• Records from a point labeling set

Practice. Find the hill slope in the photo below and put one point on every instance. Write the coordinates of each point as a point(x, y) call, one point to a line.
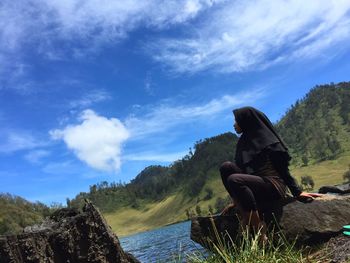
point(316, 129)
point(16, 213)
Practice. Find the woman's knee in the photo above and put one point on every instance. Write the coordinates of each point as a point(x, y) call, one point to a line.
point(235, 180)
point(228, 168)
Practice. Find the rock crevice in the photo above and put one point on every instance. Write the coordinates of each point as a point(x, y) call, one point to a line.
point(68, 235)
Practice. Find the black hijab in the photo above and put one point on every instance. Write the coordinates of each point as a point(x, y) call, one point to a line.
point(258, 134)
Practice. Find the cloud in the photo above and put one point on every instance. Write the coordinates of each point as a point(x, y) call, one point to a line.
point(36, 156)
point(92, 22)
point(94, 96)
point(157, 157)
point(15, 140)
point(97, 140)
point(162, 117)
point(251, 35)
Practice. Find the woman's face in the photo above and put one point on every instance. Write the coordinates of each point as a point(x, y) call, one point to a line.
point(237, 128)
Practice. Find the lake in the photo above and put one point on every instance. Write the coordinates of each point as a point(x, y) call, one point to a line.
point(167, 244)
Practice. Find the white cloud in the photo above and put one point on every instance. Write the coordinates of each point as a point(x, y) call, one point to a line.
point(165, 116)
point(92, 97)
point(157, 157)
point(96, 141)
point(93, 21)
point(16, 140)
point(250, 35)
point(36, 156)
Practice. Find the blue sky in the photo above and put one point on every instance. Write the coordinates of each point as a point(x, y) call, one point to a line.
point(98, 90)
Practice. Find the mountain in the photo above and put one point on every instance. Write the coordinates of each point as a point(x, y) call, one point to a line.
point(17, 213)
point(154, 183)
point(317, 127)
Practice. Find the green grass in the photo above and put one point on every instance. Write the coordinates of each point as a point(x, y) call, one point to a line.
point(172, 209)
point(248, 249)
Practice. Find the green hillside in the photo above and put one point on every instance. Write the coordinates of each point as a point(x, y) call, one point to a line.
point(316, 130)
point(16, 213)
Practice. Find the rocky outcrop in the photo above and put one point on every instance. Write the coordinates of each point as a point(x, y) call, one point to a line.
point(310, 223)
point(317, 221)
point(68, 236)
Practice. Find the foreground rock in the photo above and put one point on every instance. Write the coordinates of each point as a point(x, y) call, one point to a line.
point(68, 236)
point(310, 223)
point(337, 249)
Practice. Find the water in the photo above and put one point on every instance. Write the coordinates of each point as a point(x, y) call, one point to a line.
point(167, 244)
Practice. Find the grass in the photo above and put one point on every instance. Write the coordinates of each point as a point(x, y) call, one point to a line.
point(172, 209)
point(248, 249)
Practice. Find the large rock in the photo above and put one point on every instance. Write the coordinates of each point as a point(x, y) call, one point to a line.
point(317, 221)
point(309, 223)
point(68, 236)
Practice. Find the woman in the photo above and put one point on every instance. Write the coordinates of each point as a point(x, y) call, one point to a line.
point(260, 173)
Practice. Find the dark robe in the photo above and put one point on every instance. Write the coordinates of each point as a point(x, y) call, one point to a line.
point(261, 151)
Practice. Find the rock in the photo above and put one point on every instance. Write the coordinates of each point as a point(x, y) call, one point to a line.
point(318, 221)
point(309, 223)
point(204, 232)
point(337, 189)
point(67, 236)
point(336, 250)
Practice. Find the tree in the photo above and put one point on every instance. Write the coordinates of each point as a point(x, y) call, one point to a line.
point(210, 209)
point(305, 160)
point(307, 183)
point(346, 175)
point(209, 194)
point(220, 204)
point(198, 210)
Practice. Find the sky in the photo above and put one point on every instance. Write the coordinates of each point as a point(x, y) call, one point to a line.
point(95, 91)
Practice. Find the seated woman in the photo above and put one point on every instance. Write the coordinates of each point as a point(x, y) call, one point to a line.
point(260, 173)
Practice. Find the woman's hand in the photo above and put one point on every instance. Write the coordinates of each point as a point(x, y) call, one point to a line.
point(227, 209)
point(307, 197)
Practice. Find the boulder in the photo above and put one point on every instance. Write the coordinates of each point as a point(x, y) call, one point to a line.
point(68, 235)
point(309, 223)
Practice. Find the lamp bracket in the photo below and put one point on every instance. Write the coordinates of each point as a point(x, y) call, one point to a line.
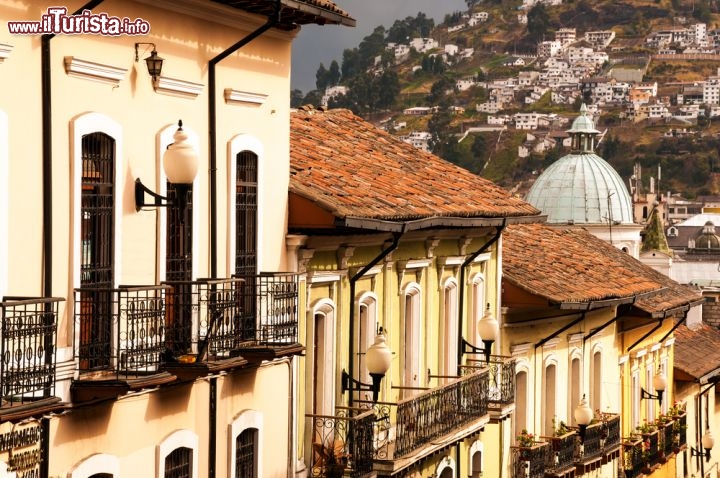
point(467, 347)
point(137, 56)
point(141, 190)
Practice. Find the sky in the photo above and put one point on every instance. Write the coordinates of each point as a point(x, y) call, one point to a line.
point(322, 44)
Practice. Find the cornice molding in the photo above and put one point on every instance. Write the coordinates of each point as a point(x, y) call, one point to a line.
point(93, 71)
point(237, 96)
point(174, 86)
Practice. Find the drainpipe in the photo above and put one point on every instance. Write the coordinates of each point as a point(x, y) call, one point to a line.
point(353, 280)
point(47, 177)
point(212, 109)
point(469, 260)
point(212, 133)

• Job
Leave the pictures out and write out every entry exactly as given.

• Written response
Practice. Find the hill slope in the photo below and put one point on every instance. Write the coordinates of each point as a point(x, y) call, one point to a line.
point(316, 129)
point(16, 213)
Practice. Find the woman's knee in the photo above and put one point on every instance. Write the coordinates of each point as a point(x, y) call, one point to a line.
point(235, 180)
point(228, 168)
Practice. Find the rock crevice in the photo above and put one point on every instance. Write the coordinates of each point as a point(x, y) call, one point to a line.
point(68, 235)
Practice. Find the black hijab in the photo above and put one point on every instance. Write the coordinates of each point as a point(x, y) call, one point to a line.
point(258, 134)
Practice. Find the cloud in the photo above and put one point on every instance. Write the coordinates of each point as a point(x, y) call, one point to a line.
point(36, 156)
point(92, 22)
point(94, 96)
point(157, 157)
point(15, 140)
point(97, 140)
point(162, 117)
point(251, 35)
Practice. Find the woman's face in the photo above and put one point on every instance. Write the coordinates of each point as a point(x, y) call, one point to a line.
point(237, 128)
Practice. Find the lake in the photo above and put one point on every instance. Write the coordinates of each point as a point(x, y) call, one point to a line.
point(167, 244)
Practice. Find the white cloud in the photo above and put one point on every instance. Write the coordinates of each point as a point(x, y) call, one point to a line.
point(165, 116)
point(92, 97)
point(157, 157)
point(96, 141)
point(93, 21)
point(16, 140)
point(250, 35)
point(36, 156)
Practice. Find the blue sky in the photo above and put one point on every instance. Write the coordinates of each point as a point(x, y) call, one point to a line.
point(98, 90)
Practice. Find the mountain in the photo above and put one point on every instance. Write the coordinates of each point as a point(x, y) call, one point to a line.
point(17, 213)
point(154, 183)
point(317, 127)
Practice. Find the green grass in the photo above and put one point on every instance. Write the coordinates of each point as a point(x, y) call, one point to a line.
point(172, 209)
point(248, 249)
Practice. Find the green hillside in the photo above and put one point on every instance. Write the coordinates of each point as a point(x, y) call, one point to a line.
point(316, 130)
point(16, 213)
Practice. Find the rocky outcrop in the photo above and put one point on every instance. Write the coordinates of each point as a point(x, y) call, one point to a line.
point(310, 223)
point(317, 221)
point(68, 236)
Practice. Find the foreground rock in the photo above and put one point on every instance. Write the coordinates of each point as a point(x, y) call, one point to a line.
point(68, 236)
point(310, 223)
point(337, 249)
Practice. Find the water in the photo above and put one point on every instance. Write the coordinates of each point as a point(x, y) call, one point to a line.
point(167, 244)
Practice. Find the grass in the photo above and put one point on every instance. Write the coordinates of each point as a point(x, y) call, one point to a line.
point(172, 209)
point(248, 249)
Practice. Find the large rock in the photo above and put one point on every instance. Write the coordinates of each point as a point(x, y) call, one point to a line.
point(317, 221)
point(309, 223)
point(68, 236)
Practice. Find the woman in the photo above and put one point on every instance. Write the coordinates of each point as a point(x, y) call, one point to a line.
point(260, 173)
Practice. Find the dark robe in the photo above and put one point on every instance. Write the coordinates of each point as a point(x, y) call, one point to a line.
point(261, 151)
Practice. Find the rock in the photo above and put one point on every instance. Write the coordinates of each point as a point(x, y) call, one point to a line.
point(318, 221)
point(309, 223)
point(204, 232)
point(337, 189)
point(67, 236)
point(336, 250)
Practice. Find the tree in the photo above and put one point on every instance. Write the coordinates of each point as a point(x, y) call, one point to a line.
point(210, 209)
point(305, 160)
point(307, 183)
point(346, 175)
point(209, 194)
point(220, 204)
point(198, 210)
Practice. Find the sky in the photo above and put one point on every instance. Write the coordinates of each point as a point(x, y) call, one point to a line.
point(95, 91)
Practice. Find the seated woman in the photo above and put one point on every instance. Write the coordinates of each point as a point(x, y) call, one point to a line.
point(260, 173)
Practice. Find the woman's hand in the photo above and put one point on every instance. Write the coordinates of each point as a point(x, y) call, one point to a line.
point(227, 209)
point(307, 197)
Practice. Find the boulder in the photo above and put one point on every instance. Write the coordinates of each point as a point(x, y) call, one point to a line.
point(68, 235)
point(309, 223)
Practice. Find the lamp bracket in the photo below and put one point on every instance. Write the coordinates of each point as a point(x, y) call, one point to a line.
point(467, 347)
point(137, 56)
point(141, 190)
Practice. Find the sky in the photo above and put one point on every instance. Write the coordinates of each point as a point(x, y) call, one point to a line.
point(322, 44)
Practice. Find the cornice molding in the photo above and put one point on every instance. Write the coordinates of each point as a point(x, y) call, one point to a line.
point(93, 71)
point(237, 96)
point(174, 86)
Practice. Find the drainpipe in the photo above and put one point on every instance. Write the coordinates of each point as a point(x, y) call, one point to a line.
point(353, 280)
point(47, 177)
point(212, 109)
point(469, 260)
point(212, 133)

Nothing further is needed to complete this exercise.